* **Source extract**:
......
Multimodal Views of the Human Retina
A. Terry Bahill *
Systems Engineering, University of Arizona,1622 W. Montenegro, Tucson AZ USA, 85704-1822, USA
Patrick J. Barry
Envision Eye Care Center, Tucson Arizona, USA
*Author to whom correspondence should be addressed.
Abstract
Aims:To show the relationships among subject-reported measures of vision, the view through an ophthalmoscope, the view through a slit lamp, the view through a clinician’s eye, optical coherence tomography (OCT) images, fundus photos, visual field diagrams and Optomap images.
Methodology: Over 1000 clinical ocular measures (taken on one subject over a six-year period of time) were collected, analyzed and summarized. These measures were reduced to 50 images and tables: they were then categorized and filtered, and the essence resulted in the figures contained in this paper.
Results: This paper shows that the retina literature is full of contradictory nomenclature. For example, clinicians use the term fovea to name the 1° diameter disk at the very center of the retina and they use the term macula to name the 5° diameter ring that surrounds it. Whereas, anatomists use the term fovea to name the 5° diameter disk at the center of the retina and they use the term macula to name the 20° diameter ring that surrounds it. This paper demonstrates how the same information appears in the subject’s reports of vision, a facial photograph, an optical coherence tomography image, a fundus photo and a visual field diagram. Finally, it shows how to map information between these views.
Conclusions: The retina-viewing techniques analyzed in this paper can be compared qualitatively, but differences in the techniques preclude precise superposition of the images. A perfect mapping is impossible: because (among other reasons) the algorithms for transforming three-dimensional (3D) shapes into two-dimensional (2D) images are nonlinear and are different for different techniques.
......
Items from a dataset:
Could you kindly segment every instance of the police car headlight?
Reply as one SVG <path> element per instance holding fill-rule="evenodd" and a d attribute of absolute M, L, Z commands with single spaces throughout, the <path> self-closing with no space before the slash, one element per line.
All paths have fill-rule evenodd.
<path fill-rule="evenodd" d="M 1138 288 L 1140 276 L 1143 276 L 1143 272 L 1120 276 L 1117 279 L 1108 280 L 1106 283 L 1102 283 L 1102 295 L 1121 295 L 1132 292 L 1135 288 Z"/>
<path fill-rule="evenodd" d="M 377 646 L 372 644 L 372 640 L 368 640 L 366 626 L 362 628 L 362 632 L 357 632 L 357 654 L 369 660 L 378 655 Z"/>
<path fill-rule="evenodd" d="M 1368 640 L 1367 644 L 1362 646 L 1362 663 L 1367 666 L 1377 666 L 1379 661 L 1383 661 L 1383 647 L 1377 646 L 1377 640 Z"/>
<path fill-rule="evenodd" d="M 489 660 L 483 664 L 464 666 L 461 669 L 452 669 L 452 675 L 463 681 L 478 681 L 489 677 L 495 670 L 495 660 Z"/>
......
* **Problem statement**:
Return the abstract on multimodal views of the human retina in full, word for word. These records were taken from a different source than the abstract.

* **Answer to this task**:
Multimodal Views of the Human Retina
A. Terry Bahill *
Systems Engineering, University of Arizona,1622 W. Montenegro, Tucson AZ USA, 85704-1822, USA
Patrick J. Barry
Envision Eye Care Center, Tucson Arizona, USA
*Author to whom correspondence should be addressed.
Abstract
Aims:To show the relationships among subject-reported measures of vision, the view through an ophthalmoscope, the view through a slit lamp, the view through a clinician’s eye, optical coherence tomography (OCT) images, fundus photos, visual field diagrams and Optomap images.
Methodology: Over 1000 clinical ocular measures (taken on one subject over a six-year period of time) were collected, analyzed and summarized. These measures were reduced to 50 images and tables: they were then categorized and filtered, and the essence resulted in the figures contained in this paper.
Results: This paper shows that the retina literature is full of contradictory nomenclature. For example, clinicians use the term fovea to name the 1° diameter disk at the very center of the retina and they use the term macula to name the 5° diameter ring that surrounds it. Whereas, anatomists use the term fovea to name the 5° diameter disk at the center of the retina and they use the term macula to name the 20° diameter ring that surrounds it. This paper demonstrates how the same information appears in the subject’s reports of vision, a facial photograph, an optical coherence tomography image, a fundus photo and a visual field diagram. Finally, it shows how to map information between these views.
Conclusions: The retina-viewing techniques analyzed in this paper can be compared qualitatively, but differences in the techniques preclude precise superposition of the images. A perfect mapping is impossible: because (among other reasons) the algorithms for transforming three-dimensional (3D) shapes into two-dimensional (2D) images are nonlinear and are different for different techniques.